Data items:
========================================

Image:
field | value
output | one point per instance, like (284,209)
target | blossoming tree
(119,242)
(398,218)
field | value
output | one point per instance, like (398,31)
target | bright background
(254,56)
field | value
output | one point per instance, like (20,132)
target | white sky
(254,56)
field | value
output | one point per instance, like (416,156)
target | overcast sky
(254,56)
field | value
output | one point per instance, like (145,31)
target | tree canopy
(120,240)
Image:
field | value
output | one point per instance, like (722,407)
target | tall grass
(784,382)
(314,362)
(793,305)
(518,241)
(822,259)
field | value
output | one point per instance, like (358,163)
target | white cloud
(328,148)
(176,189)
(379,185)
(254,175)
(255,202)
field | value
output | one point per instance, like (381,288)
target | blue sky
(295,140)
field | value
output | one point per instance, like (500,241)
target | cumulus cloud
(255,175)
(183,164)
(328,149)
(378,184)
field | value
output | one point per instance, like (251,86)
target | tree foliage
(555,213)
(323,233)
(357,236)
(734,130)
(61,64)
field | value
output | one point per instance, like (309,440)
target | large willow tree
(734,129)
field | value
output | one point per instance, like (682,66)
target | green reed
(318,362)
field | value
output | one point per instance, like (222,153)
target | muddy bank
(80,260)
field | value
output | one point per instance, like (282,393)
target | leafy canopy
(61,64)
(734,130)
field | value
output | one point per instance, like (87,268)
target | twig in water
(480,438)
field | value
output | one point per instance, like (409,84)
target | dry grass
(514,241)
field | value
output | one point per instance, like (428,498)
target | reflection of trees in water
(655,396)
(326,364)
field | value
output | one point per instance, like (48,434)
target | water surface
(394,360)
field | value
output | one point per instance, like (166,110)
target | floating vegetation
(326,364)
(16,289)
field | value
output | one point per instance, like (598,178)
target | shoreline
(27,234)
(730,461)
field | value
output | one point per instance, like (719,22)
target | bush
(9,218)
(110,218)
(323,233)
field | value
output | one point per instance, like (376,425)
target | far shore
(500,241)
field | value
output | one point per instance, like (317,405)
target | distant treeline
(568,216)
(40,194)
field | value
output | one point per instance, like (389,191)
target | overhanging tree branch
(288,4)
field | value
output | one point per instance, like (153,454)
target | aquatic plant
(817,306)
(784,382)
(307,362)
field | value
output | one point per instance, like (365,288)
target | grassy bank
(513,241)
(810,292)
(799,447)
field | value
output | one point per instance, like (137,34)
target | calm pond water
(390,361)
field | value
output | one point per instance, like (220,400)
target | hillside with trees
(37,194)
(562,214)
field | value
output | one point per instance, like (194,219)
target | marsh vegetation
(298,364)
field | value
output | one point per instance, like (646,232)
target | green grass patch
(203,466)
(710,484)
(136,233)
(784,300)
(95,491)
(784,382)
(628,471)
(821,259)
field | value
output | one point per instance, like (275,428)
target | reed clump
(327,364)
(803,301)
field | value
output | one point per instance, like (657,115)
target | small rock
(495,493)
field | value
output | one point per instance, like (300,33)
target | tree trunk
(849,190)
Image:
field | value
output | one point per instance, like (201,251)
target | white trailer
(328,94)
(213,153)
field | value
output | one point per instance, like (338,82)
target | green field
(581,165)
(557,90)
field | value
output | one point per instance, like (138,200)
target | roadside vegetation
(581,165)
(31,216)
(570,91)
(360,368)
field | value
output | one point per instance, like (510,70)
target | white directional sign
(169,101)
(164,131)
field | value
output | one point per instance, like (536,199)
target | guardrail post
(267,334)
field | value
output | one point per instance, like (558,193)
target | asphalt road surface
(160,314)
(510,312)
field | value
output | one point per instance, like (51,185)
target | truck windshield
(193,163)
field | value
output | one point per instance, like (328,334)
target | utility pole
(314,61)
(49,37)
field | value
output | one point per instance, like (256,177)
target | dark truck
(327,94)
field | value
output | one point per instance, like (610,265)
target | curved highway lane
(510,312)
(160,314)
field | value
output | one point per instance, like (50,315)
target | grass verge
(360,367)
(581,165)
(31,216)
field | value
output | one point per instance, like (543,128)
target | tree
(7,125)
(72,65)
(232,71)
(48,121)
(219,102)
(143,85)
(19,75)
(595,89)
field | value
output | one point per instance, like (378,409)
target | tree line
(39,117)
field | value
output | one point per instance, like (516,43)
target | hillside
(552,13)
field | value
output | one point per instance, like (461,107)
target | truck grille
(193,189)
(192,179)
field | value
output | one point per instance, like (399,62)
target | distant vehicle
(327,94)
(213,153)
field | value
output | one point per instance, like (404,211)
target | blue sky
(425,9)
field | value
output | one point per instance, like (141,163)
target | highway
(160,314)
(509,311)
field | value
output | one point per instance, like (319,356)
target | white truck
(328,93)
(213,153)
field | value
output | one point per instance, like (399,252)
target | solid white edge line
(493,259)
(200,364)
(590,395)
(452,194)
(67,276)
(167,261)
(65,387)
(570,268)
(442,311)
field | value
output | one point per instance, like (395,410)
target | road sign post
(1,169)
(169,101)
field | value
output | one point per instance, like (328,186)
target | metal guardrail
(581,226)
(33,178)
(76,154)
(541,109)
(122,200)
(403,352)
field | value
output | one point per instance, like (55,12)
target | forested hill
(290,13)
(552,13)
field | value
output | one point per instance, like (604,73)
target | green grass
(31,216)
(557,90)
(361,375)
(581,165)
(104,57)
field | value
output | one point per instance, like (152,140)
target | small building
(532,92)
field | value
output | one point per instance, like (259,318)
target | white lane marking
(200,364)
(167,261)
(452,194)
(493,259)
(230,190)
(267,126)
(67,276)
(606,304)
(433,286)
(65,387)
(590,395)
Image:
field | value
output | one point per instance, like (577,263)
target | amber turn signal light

========================================

Work instruction — Exact copies of all the records are required.

Reply —
Image:
field | value
output | one point per instance, like (284,209)
target | blossoming tree
(119,242)
(398,218)
field | value
output | one point per instance, like (398,31)
target | bright background
(254,56)
field | value
output | one point per instance, like (20,132)
target | white sky
(254,56)
field | value
output | one point per instance, like (416,156)
target | overcast sky
(254,56)
field | value
output | one point per instance, like (145,31)
target | tree canopy
(120,240)
Image:
field | value
output | one point per instance, like (722,407)
target | tall grass
(784,382)
(314,362)
(793,305)
(518,241)
(822,259)
field | value
output | one point per instance, like (358,163)
target | white cloud
(328,148)
(176,189)
(379,185)
(254,175)
(255,202)
field | value
output | one point per instance, like (381,288)
target | blue sky
(295,140)
field | value
output | one point per instance, like (500,241)
target | cumulus cloud
(255,175)
(183,164)
(328,149)
(378,184)
field | value
output | one point per instance, like (251,86)
target | tree foliage
(555,213)
(323,233)
(357,236)
(734,130)
(61,64)
field | value
output | one point per instance, like (309,440)
target | large willow tree
(734,129)
field | value
output | one point per instance, like (682,66)
target | green reed
(318,362)
field | value
output | one point per instance, like (222,153)
target | muddy bank
(80,260)
field | value
output | one point per instance, like (282,393)
target | leafy canopy
(61,64)
(734,130)
field | value
output | one point per instance, like (87,268)
target | twig in water
(480,438)
field | value
output | one point per instance, like (409,84)
target | dry grass
(514,241)
field | value
output | one point per instance, like (428,498)
target | reflection of trees in water
(655,396)
(326,364)
field | value
output | one point per instance, like (48,434)
target | water surface
(394,360)
field | value
output | one point per instance, like (166,110)
target | floating vegetation
(326,364)
(16,289)
field | value
output | one point per instance, like (598,178)
target | shoreline
(27,234)
(730,461)
field | value
output | one point per instance, like (719,22)
target | bush
(9,218)
(110,218)
(323,233)
field | value
output | one point per instance, like (376,425)
target | far shore
(500,241)
field | value
output | one point per instance, like (317,405)
target | distant treeline
(568,216)
(40,194)
field | value
output | one point per instance, like (389,191)
target | overhanging tree branch
(288,4)
field | value
output | one point per instance, like (153,454)
target | aquatic plant
(817,306)
(784,382)
(307,362)
field | value
output | one point per instance, like (365,288)
target | grassy bank
(513,241)
(810,292)
(799,447)
field | value
output | one point per instance, like (137,34)
target | calm pond water
(390,361)
field | value
output | one point per instance, like (220,400)
target | hillside with trees
(37,194)
(562,214)
field | value
output | one point per instance, like (194,219)
target | marsh vegetation
(298,364)
field | value
output | one point per instance, like (646,232)
target | green grass patch
(203,466)
(710,484)
(136,233)
(784,300)
(95,491)
(784,382)
(628,471)
(821,259)
field | value
output | one point per instance, like (275,428)
target | reed clump
(327,364)
(803,301)
field | value
output | one point per instance, like (657,115)
target | small rock
(495,493)
field | value
output | one point per instance, like (300,33)
target | tree trunk
(849,190)
Image:
field | value
output | one point per instance, like (201,251)
target | white trailer
(328,94)
(213,153)
field | value
output | one point per instance, like (338,82)
target | green field
(581,165)
(557,90)
field | value
output | one point per instance, like (138,200)
target | roadside vegetation
(581,165)
(31,216)
(570,91)
(360,368)
field | value
output | one point per instance, like (510,70)
target | white directional sign
(169,101)
(164,131)
field | value
output | one point per instance, like (536,199)
target | guardrail post
(267,334)
field | value
output | one point per instance, like (558,193)
target | asphalt road surface
(160,314)
(510,312)
field | value
output | one point per instance, like (51,185)
target | truck windshield
(193,163)
field | value
output | one point per instance, like (328,334)
target | utility pole
(314,61)
(49,37)
field | value
output | one point per instance, like (256,177)
target | dark truck
(327,94)
field | value
output | one point per instance, like (610,265)
target | curved highway lane
(510,312)
(160,314)
field | value
output | one point per instance, like (50,315)
target | grass verge
(360,367)
(581,165)
(31,216)
field | value
output | one point per instance, like (543,128)
target | tree
(7,125)
(72,65)
(232,71)
(48,121)
(219,102)
(143,85)
(19,75)
(595,89)
field | value
output | one point per instance, like (378,409)
target | tree line
(39,117)
field | value
output | one point per instance, like (516,43)
target | hillside
(552,13)
field | value
output | one point per instance, like (461,107)
target | truck grille
(193,189)
(192,179)
field | value
output | one point per instance, like (399,62)
target | distant vehicle
(327,94)
(213,153)
field | value
output | one point per instance, like (404,211)
target | blue sky
(425,9)
field | value
output | one point per instance, like (141,163)
target | highway
(160,314)
(509,311)
field | value
output | one point per instance, like (319,356)
target | white truck
(328,93)
(213,153)
field | value
output | one point per instance, like (399,252)
target | solid white edge line
(493,259)
(200,364)
(590,395)
(452,194)
(67,276)
(167,261)
(65,387)
(570,268)
(442,311)
field | value
output | one point per instance, like (395,410)
target | road sign post
(1,169)
(169,101)
field | value
output | one point per instance, like (328,186)
target | metal guardrail
(581,226)
(33,178)
(76,154)
(541,109)
(122,200)
(403,352)
field | value
output | one point per instance, like (55,12)
target | forested hill
(290,13)
(552,13)
field | value
output | one point per instance, like (604,73)
target | green grass
(31,216)
(557,90)
(361,375)
(581,165)
(104,57)
field | value
output | one point per instance, like (152,140)
target | small building
(532,92)
field | value
output | one point per instance, like (259,318)
target | white lane marking
(200,364)
(167,261)
(452,194)
(493,259)
(230,190)
(267,126)
(67,276)
(606,304)
(433,286)
(65,387)
(590,395)
Image:
field | value
output | one point per instance, like (577,263)
target | amber turn signal light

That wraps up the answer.